Por Alejandro Diz, profesor de Historia de las Ideas en la Universidad Rey Juan Carlos (EL MUNDO, 29/01/08):
Con la llamada ley de recuperación de la memoria histórica se ha pretendido, entre otras cosas, la falacia de identificar como heredera ideológica del franquismo a la actual oposición política, con el sospechoso intento de finiquitar el consenso de la Transición, aislando y enviando a la oposición a una especie de forzado Aventino, y así fraguar otro consenso distinto entre fuerzas de izquierda y nacionalistas de diferente jaez, que desembocaría en unas nuevas condiciones constitucionales de imprevisibles consecuencias. Pero es que, además, la polémica y actitudes que han surgido a raíz de la presentación de esta ley pueden estar conformando un fenómeno de no poca importancia y gravedad como es el de intentar fraguar en el patrimonio cultural común una visión hemipléjica del totalitarismo, en el sentido de denunciar y rechazar solamente el totalitarismo de derechas y edulcorar e incluso aceptar sin reservas el de izquierdas, incurriendo en la perversa actitud que Carmen Iglesias ha caracterizado como de «indulgencia asimétrica». Porque, cuando en el mundo de la política, de la academia, de las letras o de la comunicación se oyen voces, y a veces estridentes, con las que se critica -justamente- la represión y los crímenes del franquismo, pero se silencia e incluso se justifica la represión y los crímenes que se llevaron a cabo por las fuerzas de izquierda republicanas; cuando se critica y se repudia -justamente- el totalitarismo nazi y fascista, pero se sigue justificando, o cuando menos silenciando, el totalitarismo de los regímenes comunistas; cuando se critica -a veces justamente y otras no tanto, hasta casi el paroxismo- errores o deficiencias en los países de democracia liberal, pero se pasan por alto a beneficio de inventario los crímenes, represiones y falta de libertad en regímenes como los actuales de Cuba, Irán o Venezuela; cuando esa hemiplejía de visión y de juicio se mantiene y se ha acentuado en los últimos tiempos en nuestro país, preocupa el que nos estemos retrotrayendo a épocas anteriores a la caída del Muro de Berlín, cuando en partes considerables de las opiniones públicas europeas, y de manera destacada entre la llamada intelectualidad, las justificaciones acerca de los regímenes totalitarios de izquierda fueron un auténtico baldón para lo que genéricamente se ha venido en llamar las fuerzas progresistas.

[Registros de datos sobre la ubicación de objetos]
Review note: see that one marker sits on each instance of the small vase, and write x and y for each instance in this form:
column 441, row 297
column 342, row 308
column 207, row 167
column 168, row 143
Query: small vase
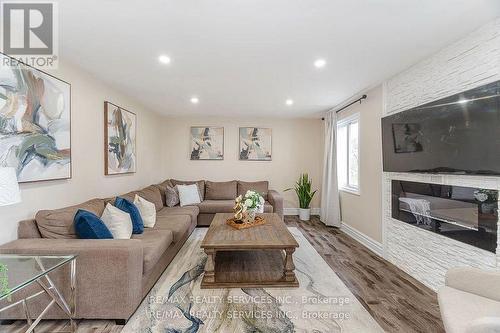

▶ [TRABAJO PENDIENTE]
1. En el artículo sobre la ley de memoria histórica, ¿a quién se atribuye la expresión «indulgencia asimétrica»?
2. Retoma el artículo sobre la ley de memoria histórica y continúalo a partir de su última oración.

▶ [PROBLEMAS RESUELTOS]
1. A Carmen Iglesias.

2.
Este fenómeno está ligado a la visión histórica maniquea de la Guerra Civil española, porque el proceso de aquella contienda fue una especie de fractal -el objeto cuya estructura básica se repite a diferentes escalas- del fenómeno de los dos grandes totalitarismos en Europa de la época contemporánea, fascismo y comunismo. Y eso es así, porque, especialmente a lo largo del proceso de la guerra, y aún en meses anteriores, el estilo de gobierno que predominaba en España era ya de claros visos totalitarios: no hay más que leer los discursos y escritos de destacados dirigentes de la República, como Largo Caballero o Negrín, por no acudir a otros comunistas o anarquistas, para comprobar que lo que se propugnaba y se practicaba no era una república de democracia liberal -aunque formalmente lo aparentase-, sino de carácter totalitario.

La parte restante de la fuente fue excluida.